WRITTEN PROBLEM ::
Copy out every one of the records below word for word.
------
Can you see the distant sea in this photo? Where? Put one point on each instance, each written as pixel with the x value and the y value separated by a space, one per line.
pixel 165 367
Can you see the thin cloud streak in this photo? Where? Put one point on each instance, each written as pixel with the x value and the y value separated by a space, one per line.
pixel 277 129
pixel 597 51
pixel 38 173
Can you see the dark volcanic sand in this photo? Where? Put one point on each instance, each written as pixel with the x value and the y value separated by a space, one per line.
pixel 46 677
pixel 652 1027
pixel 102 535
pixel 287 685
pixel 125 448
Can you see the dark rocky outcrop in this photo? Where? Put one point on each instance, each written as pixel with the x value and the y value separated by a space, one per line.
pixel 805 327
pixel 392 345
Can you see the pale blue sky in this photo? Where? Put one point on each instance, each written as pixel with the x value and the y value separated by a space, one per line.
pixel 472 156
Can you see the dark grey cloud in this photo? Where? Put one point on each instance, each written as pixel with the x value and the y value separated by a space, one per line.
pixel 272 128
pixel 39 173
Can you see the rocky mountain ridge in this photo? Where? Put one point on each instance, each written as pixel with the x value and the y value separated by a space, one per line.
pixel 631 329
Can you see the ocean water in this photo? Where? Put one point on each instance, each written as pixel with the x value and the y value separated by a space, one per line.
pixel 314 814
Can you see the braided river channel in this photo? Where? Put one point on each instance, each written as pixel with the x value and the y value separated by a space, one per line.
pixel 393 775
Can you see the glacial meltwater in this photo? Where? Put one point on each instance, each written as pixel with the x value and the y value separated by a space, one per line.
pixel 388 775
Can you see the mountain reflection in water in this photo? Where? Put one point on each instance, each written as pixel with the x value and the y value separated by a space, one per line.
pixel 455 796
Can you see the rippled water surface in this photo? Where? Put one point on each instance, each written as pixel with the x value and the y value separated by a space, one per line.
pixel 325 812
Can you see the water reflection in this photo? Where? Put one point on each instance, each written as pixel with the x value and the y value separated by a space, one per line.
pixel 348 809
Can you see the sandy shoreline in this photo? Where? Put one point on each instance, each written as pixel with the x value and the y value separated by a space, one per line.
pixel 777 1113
------
EXERCISE OUTPUT ::
Can you see the distant sea in this photo? Where? Put one point on each instance, each written as pixel with the x value and the y value separated by a space, one per line.
pixel 165 367
Can you see the thin cloud streak in this photo? Where? Put one point on each instance, each written as pixel with the x value and the y value separated by a space, one per line.
pixel 277 129
pixel 597 51
pixel 38 173
Can you see the dark volcanic sand in this photo? Where? Put one point on each instance, each written as pixel with the x value and the y value separated by a space, one per line.
pixel 46 677
pixel 652 1027
pixel 102 535
pixel 287 685
pixel 125 448
Can you see the dark rocky outcrop in this photo? Where? Put one point on each instance, each written as pixel with the x value and the y value separated by a space, one per line.
pixel 805 327
pixel 392 345
Can you see the pale blue sky in this photo? Where? Put one point on each instance, each written as pixel with the x value and the y value separated by a space, one per line.
pixel 472 156
Can you see the dark grey cloud in this photo? Where? Put one point on each instance, each written as pixel with the x value and the y value separated by a space, one per line.
pixel 272 128
pixel 39 173
Can you see the rocky mountain ridge in this photo? Where? Put one point on each instance, each written as pixel with the x value and the y value separated by a space, one per line.
pixel 631 329
Can you see the ocean water in this photo? Where? Put one point on each instance, each written as pixel with the x value and the y value separated by a space, one per line.
pixel 314 814
Can you see the braided river channel in this photo? Where? Put one point on each instance, each written as pixel with the x value and the y value separated by a space, one per line.
pixel 393 775
Can you see the glacial meltwater in this photo? Where? Put one point on each instance, each written as pixel with the x value and the y value separated by a space, one per line.
pixel 388 775
Can you see the mountain reflection in water in this photo? Where? Put one point on each instance, each written as pixel with the x value and the y value separated by a space, one per line.
pixel 455 796
Can you see the rippled water surface in this photo? Where? Put one point on each instance, each written as pixel with the x value and the y value separated by a space, one per line.
pixel 325 812
Can you see the water reflection in this photo? Where? Put one point on each instance, each written as pixel with the x value and the y value separated by a space, one per line.
pixel 348 809
Can you see the sandy shoreline in this photo? Where? Put one point on each instance, each written as pixel with the x value and the y value separated by a space, one per line.
pixel 777 1113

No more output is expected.